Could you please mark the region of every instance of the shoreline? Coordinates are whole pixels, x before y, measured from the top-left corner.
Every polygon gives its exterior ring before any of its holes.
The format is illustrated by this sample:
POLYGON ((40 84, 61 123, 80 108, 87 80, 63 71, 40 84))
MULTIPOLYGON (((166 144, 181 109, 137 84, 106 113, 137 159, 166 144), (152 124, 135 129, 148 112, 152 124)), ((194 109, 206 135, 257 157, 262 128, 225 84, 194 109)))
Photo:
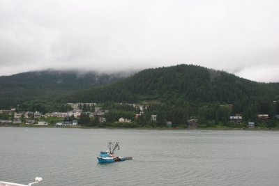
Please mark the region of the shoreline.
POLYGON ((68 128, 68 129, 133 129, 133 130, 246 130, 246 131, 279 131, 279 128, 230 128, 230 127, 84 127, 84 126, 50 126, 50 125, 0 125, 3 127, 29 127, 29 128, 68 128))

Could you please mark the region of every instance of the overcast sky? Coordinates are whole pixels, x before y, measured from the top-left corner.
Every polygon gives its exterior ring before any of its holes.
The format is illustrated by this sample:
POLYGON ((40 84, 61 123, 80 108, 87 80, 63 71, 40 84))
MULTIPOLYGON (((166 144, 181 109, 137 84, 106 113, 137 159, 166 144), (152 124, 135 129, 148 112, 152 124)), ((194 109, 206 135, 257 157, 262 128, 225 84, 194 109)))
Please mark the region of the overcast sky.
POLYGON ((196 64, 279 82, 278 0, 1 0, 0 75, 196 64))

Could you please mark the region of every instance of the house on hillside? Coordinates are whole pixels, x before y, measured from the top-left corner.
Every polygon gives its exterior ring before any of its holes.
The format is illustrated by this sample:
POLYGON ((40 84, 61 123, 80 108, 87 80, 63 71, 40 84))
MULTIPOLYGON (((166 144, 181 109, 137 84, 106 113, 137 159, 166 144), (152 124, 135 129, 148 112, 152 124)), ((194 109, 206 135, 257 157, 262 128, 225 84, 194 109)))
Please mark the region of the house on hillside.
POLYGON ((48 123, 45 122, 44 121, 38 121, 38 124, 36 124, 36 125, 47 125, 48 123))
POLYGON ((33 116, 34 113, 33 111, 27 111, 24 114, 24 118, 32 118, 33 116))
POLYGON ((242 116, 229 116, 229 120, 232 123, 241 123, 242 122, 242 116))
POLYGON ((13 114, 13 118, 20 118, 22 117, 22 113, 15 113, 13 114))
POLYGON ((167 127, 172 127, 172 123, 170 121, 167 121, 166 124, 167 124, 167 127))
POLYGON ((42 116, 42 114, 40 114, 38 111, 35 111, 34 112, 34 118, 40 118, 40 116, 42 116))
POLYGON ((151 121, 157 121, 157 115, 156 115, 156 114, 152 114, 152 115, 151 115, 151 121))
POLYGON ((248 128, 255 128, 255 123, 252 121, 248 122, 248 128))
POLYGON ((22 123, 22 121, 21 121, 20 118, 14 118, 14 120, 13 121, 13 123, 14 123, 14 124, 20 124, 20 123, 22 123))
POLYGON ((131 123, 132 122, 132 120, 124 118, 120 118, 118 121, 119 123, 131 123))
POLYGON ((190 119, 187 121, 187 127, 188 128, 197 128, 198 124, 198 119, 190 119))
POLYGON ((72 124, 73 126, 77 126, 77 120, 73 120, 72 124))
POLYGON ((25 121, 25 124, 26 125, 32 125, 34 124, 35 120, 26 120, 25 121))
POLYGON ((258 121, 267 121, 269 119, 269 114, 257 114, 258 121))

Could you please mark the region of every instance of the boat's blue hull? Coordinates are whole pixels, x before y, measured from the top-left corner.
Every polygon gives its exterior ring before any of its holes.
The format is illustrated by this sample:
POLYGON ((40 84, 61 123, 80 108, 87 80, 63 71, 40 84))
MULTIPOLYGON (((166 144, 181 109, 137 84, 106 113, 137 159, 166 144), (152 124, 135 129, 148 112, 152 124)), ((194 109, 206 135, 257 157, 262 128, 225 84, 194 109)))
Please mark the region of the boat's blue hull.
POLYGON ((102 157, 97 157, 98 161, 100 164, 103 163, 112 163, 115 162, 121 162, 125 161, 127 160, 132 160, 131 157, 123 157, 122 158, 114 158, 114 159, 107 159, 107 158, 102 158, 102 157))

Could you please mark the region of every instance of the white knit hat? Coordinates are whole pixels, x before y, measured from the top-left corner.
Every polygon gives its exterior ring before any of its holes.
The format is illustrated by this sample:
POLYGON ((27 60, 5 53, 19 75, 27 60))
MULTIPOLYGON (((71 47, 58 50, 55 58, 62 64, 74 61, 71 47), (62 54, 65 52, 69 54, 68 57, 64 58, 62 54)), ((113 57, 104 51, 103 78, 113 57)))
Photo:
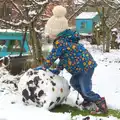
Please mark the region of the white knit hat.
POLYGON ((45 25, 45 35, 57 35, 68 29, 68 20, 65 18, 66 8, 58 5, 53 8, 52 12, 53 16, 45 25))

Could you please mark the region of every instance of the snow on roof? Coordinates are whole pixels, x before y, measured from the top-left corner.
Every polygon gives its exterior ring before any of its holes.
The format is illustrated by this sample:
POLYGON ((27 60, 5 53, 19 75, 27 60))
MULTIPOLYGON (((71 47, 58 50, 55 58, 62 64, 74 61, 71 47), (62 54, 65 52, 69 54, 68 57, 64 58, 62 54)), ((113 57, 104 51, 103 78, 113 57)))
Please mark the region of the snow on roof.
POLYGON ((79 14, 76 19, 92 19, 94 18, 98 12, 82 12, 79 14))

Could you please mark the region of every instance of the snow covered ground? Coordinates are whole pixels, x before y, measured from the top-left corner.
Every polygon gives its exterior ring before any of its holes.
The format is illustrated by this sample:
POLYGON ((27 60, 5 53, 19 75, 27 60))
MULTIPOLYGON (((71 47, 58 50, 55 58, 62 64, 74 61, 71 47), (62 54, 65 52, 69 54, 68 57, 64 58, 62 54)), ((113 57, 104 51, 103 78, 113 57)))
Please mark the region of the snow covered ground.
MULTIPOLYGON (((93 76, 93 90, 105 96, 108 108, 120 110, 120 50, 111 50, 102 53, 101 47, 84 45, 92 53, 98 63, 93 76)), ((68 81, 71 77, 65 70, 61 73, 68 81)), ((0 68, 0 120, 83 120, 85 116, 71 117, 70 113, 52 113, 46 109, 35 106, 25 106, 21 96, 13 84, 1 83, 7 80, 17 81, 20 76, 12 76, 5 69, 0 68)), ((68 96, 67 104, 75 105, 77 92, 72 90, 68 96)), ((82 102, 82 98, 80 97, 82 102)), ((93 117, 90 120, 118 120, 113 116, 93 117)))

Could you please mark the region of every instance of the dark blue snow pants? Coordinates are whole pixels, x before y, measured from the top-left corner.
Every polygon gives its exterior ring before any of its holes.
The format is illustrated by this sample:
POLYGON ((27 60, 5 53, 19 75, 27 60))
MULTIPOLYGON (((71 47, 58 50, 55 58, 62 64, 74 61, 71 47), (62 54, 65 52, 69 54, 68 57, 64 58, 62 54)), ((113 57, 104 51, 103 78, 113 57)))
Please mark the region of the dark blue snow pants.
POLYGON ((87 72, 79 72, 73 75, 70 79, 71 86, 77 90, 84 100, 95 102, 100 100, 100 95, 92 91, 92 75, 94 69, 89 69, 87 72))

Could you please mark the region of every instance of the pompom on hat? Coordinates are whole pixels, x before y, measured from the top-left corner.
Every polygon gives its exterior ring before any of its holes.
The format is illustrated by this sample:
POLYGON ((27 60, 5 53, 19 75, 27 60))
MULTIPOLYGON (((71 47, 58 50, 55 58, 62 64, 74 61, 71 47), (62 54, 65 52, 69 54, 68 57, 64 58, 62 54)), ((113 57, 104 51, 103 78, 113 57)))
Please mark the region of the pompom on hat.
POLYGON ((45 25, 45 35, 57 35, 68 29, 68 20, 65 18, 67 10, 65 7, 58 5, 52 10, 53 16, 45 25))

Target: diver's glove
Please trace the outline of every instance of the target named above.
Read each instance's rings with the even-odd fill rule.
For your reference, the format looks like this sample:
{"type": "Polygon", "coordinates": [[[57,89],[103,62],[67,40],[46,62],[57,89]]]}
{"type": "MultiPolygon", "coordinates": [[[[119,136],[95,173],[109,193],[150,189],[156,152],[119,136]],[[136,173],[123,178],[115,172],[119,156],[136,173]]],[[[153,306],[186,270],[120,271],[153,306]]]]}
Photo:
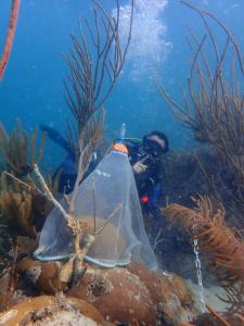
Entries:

◆ **What you should do**:
Rewrite everything from the line containing "Target: diver's glove" down to the end of the records, replacing "even-odd" with "nonzero" and changing nothing else. Leave the pictures out of your answer.

◆ **Solution for this problem**:
Target: diver's glove
Please trace the outline of every instance of the target named above.
Read each instance's rings with the nonzero fill rule.
For your reference, the format looks like this sample:
{"type": "Polygon", "coordinates": [[[57,89],[103,62],[67,40],[46,62],[57,89]]]}
{"type": "MultiPolygon", "coordinates": [[[[119,136],[95,173],[109,193],[150,189],[156,152],[119,136]],[[136,173],[123,178],[115,172],[119,156],[136,173]]],[[[153,306],[186,270],[120,271],[153,306]]]]}
Photo:
Entries:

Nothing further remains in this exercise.